## Objective
Reproduce the material below word for word, keeping every line unchanged.
--- --- ---
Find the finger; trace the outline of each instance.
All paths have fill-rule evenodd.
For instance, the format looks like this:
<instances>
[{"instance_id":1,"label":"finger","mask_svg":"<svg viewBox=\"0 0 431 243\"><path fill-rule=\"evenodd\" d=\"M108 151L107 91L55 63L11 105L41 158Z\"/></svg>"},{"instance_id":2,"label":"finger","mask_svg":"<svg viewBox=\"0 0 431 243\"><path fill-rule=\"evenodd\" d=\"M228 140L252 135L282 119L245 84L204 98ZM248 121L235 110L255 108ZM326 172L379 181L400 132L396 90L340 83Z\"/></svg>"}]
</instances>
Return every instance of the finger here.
--- --- ---
## Answer to the exercise
Find the finger; trace the outline of each instance.
All paths have fill-rule evenodd.
For instance, the format looks like this:
<instances>
[{"instance_id":1,"label":"finger","mask_svg":"<svg viewBox=\"0 0 431 243\"><path fill-rule=\"evenodd\" d=\"M108 151L107 91L55 63L11 105L41 158Z\"/></svg>"},{"instance_id":2,"label":"finger","mask_svg":"<svg viewBox=\"0 0 431 243\"><path fill-rule=\"evenodd\" d=\"M228 140L252 135L282 119L245 84L204 98ZM248 121L235 110L255 108ZM326 172L379 181L400 132L396 90L340 83Z\"/></svg>"}]
</instances>
Return every instance of the finger here.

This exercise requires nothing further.